→ **Record set**:
- - -
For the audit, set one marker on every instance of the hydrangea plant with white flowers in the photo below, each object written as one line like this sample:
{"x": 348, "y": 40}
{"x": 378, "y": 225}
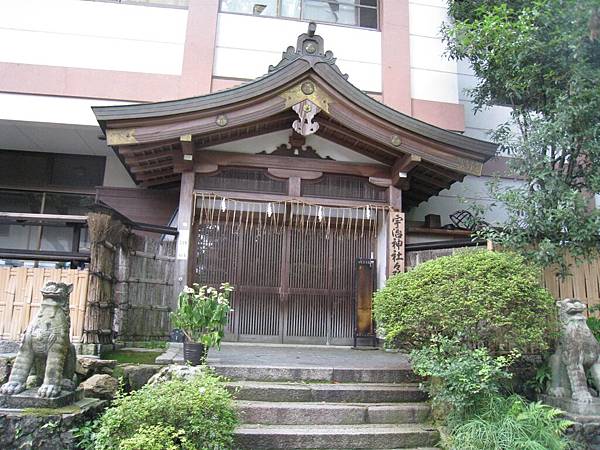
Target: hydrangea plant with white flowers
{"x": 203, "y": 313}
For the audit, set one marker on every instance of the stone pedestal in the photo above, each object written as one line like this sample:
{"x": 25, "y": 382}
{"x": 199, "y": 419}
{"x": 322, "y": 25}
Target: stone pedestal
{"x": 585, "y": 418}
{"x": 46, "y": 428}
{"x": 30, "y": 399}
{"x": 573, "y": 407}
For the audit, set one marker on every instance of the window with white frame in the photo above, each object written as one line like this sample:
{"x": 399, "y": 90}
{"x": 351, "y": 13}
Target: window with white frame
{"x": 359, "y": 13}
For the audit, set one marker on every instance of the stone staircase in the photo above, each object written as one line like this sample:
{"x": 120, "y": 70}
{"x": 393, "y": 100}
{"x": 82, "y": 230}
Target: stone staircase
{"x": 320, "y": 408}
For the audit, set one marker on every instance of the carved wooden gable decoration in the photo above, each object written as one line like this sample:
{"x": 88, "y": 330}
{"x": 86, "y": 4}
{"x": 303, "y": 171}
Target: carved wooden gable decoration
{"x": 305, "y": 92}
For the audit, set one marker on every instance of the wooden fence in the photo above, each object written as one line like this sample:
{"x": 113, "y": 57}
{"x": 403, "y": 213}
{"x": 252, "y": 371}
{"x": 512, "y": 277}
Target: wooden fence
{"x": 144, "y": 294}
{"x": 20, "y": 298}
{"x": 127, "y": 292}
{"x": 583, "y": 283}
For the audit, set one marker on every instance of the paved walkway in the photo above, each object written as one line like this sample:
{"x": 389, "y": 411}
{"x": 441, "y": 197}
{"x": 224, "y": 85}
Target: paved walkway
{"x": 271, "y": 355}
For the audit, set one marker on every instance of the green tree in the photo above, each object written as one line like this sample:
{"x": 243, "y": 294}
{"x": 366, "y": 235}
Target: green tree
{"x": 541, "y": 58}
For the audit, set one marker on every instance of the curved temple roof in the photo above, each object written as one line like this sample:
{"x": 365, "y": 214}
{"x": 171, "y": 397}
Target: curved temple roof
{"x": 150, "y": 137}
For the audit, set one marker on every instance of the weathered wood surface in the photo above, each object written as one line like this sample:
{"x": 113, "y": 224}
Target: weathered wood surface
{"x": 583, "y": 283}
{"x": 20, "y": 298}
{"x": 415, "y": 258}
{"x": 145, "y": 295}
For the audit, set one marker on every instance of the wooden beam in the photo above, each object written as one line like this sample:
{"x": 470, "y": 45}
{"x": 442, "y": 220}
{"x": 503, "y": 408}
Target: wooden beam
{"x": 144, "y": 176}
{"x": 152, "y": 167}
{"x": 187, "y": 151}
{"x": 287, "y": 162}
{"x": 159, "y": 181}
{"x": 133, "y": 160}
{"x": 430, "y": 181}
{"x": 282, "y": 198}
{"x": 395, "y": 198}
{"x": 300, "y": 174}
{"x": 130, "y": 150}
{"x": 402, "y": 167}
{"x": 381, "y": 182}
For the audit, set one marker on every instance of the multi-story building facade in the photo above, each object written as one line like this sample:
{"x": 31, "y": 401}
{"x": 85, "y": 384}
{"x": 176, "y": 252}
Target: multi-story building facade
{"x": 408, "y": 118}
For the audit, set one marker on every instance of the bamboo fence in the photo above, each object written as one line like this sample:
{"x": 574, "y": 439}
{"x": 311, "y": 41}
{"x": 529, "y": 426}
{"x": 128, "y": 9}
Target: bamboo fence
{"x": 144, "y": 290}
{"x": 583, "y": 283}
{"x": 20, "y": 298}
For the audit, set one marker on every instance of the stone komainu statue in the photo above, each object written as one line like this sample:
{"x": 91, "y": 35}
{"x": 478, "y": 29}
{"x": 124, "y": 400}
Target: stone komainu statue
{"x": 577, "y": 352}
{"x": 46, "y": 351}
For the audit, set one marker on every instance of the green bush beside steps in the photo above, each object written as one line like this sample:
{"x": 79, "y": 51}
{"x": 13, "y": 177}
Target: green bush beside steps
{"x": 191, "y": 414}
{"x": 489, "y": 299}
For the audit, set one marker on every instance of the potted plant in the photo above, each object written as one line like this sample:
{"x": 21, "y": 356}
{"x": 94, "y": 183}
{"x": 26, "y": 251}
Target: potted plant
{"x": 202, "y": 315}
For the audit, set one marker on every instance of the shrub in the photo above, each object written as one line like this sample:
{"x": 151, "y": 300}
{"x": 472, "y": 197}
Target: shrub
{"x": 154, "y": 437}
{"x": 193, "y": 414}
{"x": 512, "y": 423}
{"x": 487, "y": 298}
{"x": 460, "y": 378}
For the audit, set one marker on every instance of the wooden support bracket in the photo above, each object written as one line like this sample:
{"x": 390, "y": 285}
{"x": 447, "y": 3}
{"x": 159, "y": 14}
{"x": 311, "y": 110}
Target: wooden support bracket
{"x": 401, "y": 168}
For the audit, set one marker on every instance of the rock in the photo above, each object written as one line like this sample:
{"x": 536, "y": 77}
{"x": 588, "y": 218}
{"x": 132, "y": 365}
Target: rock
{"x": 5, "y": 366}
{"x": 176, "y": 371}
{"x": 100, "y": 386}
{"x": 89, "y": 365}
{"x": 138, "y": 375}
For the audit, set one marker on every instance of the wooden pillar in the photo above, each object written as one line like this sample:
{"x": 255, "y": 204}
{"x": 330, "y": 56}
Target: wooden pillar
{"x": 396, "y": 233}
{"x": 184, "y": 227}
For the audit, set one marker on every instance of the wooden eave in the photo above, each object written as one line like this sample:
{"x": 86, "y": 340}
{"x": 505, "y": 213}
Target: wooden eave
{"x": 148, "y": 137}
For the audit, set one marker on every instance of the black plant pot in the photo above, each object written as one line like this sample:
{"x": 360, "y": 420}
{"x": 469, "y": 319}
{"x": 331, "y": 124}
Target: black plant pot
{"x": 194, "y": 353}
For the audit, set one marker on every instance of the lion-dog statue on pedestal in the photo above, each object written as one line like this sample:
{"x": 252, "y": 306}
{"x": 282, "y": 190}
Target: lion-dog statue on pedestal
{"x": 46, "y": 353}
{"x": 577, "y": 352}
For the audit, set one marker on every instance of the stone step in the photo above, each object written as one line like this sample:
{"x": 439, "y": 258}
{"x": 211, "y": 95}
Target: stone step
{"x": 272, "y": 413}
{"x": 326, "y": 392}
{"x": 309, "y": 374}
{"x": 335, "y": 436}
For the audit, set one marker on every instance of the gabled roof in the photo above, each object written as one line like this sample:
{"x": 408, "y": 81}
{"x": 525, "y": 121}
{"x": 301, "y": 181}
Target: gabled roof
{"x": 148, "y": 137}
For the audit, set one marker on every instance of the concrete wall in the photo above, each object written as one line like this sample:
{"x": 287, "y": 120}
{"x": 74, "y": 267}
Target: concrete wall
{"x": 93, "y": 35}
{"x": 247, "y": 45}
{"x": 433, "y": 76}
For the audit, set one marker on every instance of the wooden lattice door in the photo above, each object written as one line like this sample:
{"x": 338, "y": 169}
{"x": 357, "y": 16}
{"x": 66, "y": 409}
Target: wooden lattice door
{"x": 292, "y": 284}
- - -
→ **Exercise goal**: In the answer, all of the material should appear exactly as given, with no picture carried over.

→ **Solution to this task**:
For the audit, set one marker on every instance of the hydrangea plant with white flowers in the photo below, each object written as one line like this sample:
{"x": 348, "y": 40}
{"x": 378, "y": 225}
Target: hydrangea plant with white flowers
{"x": 203, "y": 313}
For the audit, set one marker on every instance of the stone pedestal in the photo above, each object written as one line like this sample:
{"x": 25, "y": 382}
{"x": 199, "y": 419}
{"x": 322, "y": 25}
Target: stone pedestal
{"x": 585, "y": 418}
{"x": 46, "y": 428}
{"x": 30, "y": 399}
{"x": 573, "y": 407}
For the audit, set one marker on every instance of the window with white frame in the photo above, each object written as one line like this sample:
{"x": 399, "y": 90}
{"x": 351, "y": 13}
Target: window with white frame
{"x": 359, "y": 13}
For the audit, set one marker on every instance of the stone staircase in the photo above, each object written as one line like this sample:
{"x": 120, "y": 70}
{"x": 393, "y": 100}
{"x": 82, "y": 230}
Target: stone staircase
{"x": 320, "y": 408}
For the audit, set one marker on every instance of the carved wooden gable decoration in the photo above, each object written as one line like this sample:
{"x": 88, "y": 330}
{"x": 86, "y": 4}
{"x": 303, "y": 171}
Target: carved wooden gable decoration
{"x": 305, "y": 92}
For the audit, set one marker on every instance of the wooden fence in the photo above, each object written as one line like this sample:
{"x": 113, "y": 57}
{"x": 403, "y": 213}
{"x": 252, "y": 371}
{"x": 512, "y": 277}
Target: wooden fence
{"x": 144, "y": 294}
{"x": 20, "y": 298}
{"x": 127, "y": 292}
{"x": 583, "y": 283}
For the audit, set one marker on every instance of the paved walkway in the photo above, each object written as one line like this sample:
{"x": 389, "y": 411}
{"x": 441, "y": 197}
{"x": 224, "y": 85}
Target: paved walkway
{"x": 271, "y": 355}
For the audit, set one marker on every instance of the green tree in the photo above, each object written as one line like this sample:
{"x": 243, "y": 294}
{"x": 366, "y": 235}
Target: green tree
{"x": 541, "y": 58}
For the audit, set one marker on every instance of the curved temple roof in the photo above, each object written as one line like this sample:
{"x": 365, "y": 214}
{"x": 171, "y": 397}
Target: curved temple roof
{"x": 150, "y": 137}
For the audit, set one marker on every instance of the weathered wood surface in the photo above, each object written as one line like this sample:
{"x": 113, "y": 224}
Target: weathered wood surface
{"x": 583, "y": 283}
{"x": 20, "y": 298}
{"x": 415, "y": 258}
{"x": 145, "y": 295}
For the audit, set one marker on every instance of the wooden beam in the photo above, each object written as one line like this sample:
{"x": 470, "y": 45}
{"x": 442, "y": 220}
{"x": 503, "y": 408}
Target: wooden beam
{"x": 144, "y": 176}
{"x": 152, "y": 167}
{"x": 187, "y": 151}
{"x": 287, "y": 162}
{"x": 159, "y": 181}
{"x": 133, "y": 160}
{"x": 430, "y": 181}
{"x": 282, "y": 198}
{"x": 395, "y": 198}
{"x": 300, "y": 174}
{"x": 130, "y": 150}
{"x": 402, "y": 167}
{"x": 381, "y": 182}
For the audit, set one marker on every instance of the multi-story building facade in the photo above, each object written as one line like this sample:
{"x": 31, "y": 401}
{"x": 85, "y": 384}
{"x": 176, "y": 252}
Target: multi-story building facade
{"x": 408, "y": 118}
For the audit, set one marker on every instance of the bamboo fence in the photo above, each object written as one line like this sample:
{"x": 574, "y": 439}
{"x": 311, "y": 41}
{"x": 529, "y": 426}
{"x": 128, "y": 9}
Target: bamboo fence
{"x": 144, "y": 290}
{"x": 583, "y": 283}
{"x": 20, "y": 298}
For the audit, set one marker on every instance of the stone komainu statue in the photo above, each object written as one line like this sample:
{"x": 91, "y": 35}
{"x": 478, "y": 29}
{"x": 124, "y": 400}
Target: stone komainu statue
{"x": 577, "y": 352}
{"x": 46, "y": 351}
For the audit, set one marker on every instance of the green bush beside steps in the photo above, each object written as one line like this sample:
{"x": 79, "y": 51}
{"x": 13, "y": 177}
Target: green bush beside steps
{"x": 191, "y": 414}
{"x": 489, "y": 299}
For the audit, set one marker on every instance of the potted plant in the photo above, each object written as one line like this sample:
{"x": 21, "y": 356}
{"x": 94, "y": 183}
{"x": 26, "y": 251}
Target: potted plant
{"x": 202, "y": 315}
For the audit, set one marker on every instance of the shrub in the photo above, each object written as one line like this sample:
{"x": 151, "y": 300}
{"x": 472, "y": 197}
Target: shrub
{"x": 154, "y": 437}
{"x": 193, "y": 414}
{"x": 512, "y": 423}
{"x": 487, "y": 298}
{"x": 460, "y": 378}
For the audit, set one marker on every instance of the wooden support bracket in the photo above, each object written as one line like this sample:
{"x": 390, "y": 285}
{"x": 447, "y": 3}
{"x": 159, "y": 14}
{"x": 311, "y": 110}
Target: wooden support bracket
{"x": 401, "y": 168}
For the audit, set one marker on every instance of the rock in the photo above, each object written as one line like this sample:
{"x": 536, "y": 77}
{"x": 588, "y": 218}
{"x": 132, "y": 365}
Target: rock
{"x": 5, "y": 366}
{"x": 176, "y": 371}
{"x": 100, "y": 386}
{"x": 89, "y": 365}
{"x": 138, "y": 375}
For the audit, set one marker on every instance of the wooden pillar in the photo above, each object written as one line like this sample:
{"x": 255, "y": 204}
{"x": 330, "y": 56}
Target: wooden pillar
{"x": 396, "y": 233}
{"x": 184, "y": 227}
For the audit, set one marker on every instance of the wooden eave in the photo above, each object written as one line like this sample:
{"x": 86, "y": 340}
{"x": 505, "y": 213}
Target: wooden eave
{"x": 148, "y": 137}
For the audit, set one marker on every instance of the black plant pot in the photo above, each object written as one line like this sample:
{"x": 360, "y": 420}
{"x": 469, "y": 319}
{"x": 331, "y": 124}
Target: black plant pot
{"x": 194, "y": 353}
For the audit, set one marker on every instance of the lion-dog statue on pedestal in the photo above, each object written as one line like this sample:
{"x": 252, "y": 306}
{"x": 282, "y": 190}
Target: lion-dog statue on pedestal
{"x": 46, "y": 353}
{"x": 577, "y": 352}
For the audit, set one marker on every instance of the stone step in the photo above, each object written as one line like this sample:
{"x": 439, "y": 258}
{"x": 211, "y": 95}
Target: stone step
{"x": 272, "y": 413}
{"x": 326, "y": 392}
{"x": 309, "y": 374}
{"x": 335, "y": 436}
For the audit, set one marker on every instance of the gabled roof in the photo above, each object written as one line like this sample:
{"x": 408, "y": 81}
{"x": 525, "y": 121}
{"x": 301, "y": 181}
Target: gabled roof
{"x": 148, "y": 137}
For the audit, set one marker on every instance of the concrete wall in the photo above, each object written as one line like this sample:
{"x": 287, "y": 120}
{"x": 74, "y": 267}
Target: concrete wall
{"x": 93, "y": 35}
{"x": 247, "y": 45}
{"x": 433, "y": 76}
For the audit, set one marker on every instance of the wooden lattice door in the photo above, each object written as one line like this sample:
{"x": 338, "y": 169}
{"x": 357, "y": 16}
{"x": 66, "y": 409}
Target: wooden lattice door
{"x": 292, "y": 284}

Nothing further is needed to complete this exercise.